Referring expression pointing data
★ ★ ★ ★ ★

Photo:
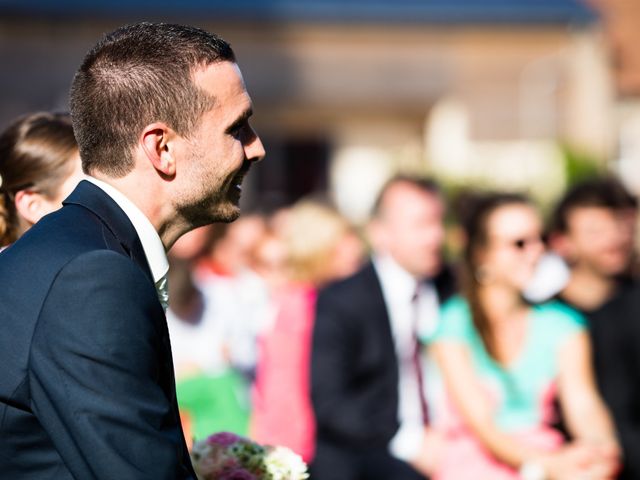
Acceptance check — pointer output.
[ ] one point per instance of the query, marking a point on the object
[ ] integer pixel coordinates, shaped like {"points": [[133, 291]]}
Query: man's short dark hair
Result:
{"points": [[602, 192], [137, 75], [426, 184]]}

★ ★ ★ ★ ★

# EXERCISE
Up to and including the last line of the records above, print exactly every line from the one that contains "Acceptance check — pointer output." onward.

# WRITTEN SOLUTION
Acceptance check — pointer output.
[ ] one point per instance of the query, marking a point on the object
[ ] integer pixel coordinates, shaped like {"points": [[133, 291]]}
Query: man's short dark hair
Result:
{"points": [[602, 192], [137, 75], [426, 184]]}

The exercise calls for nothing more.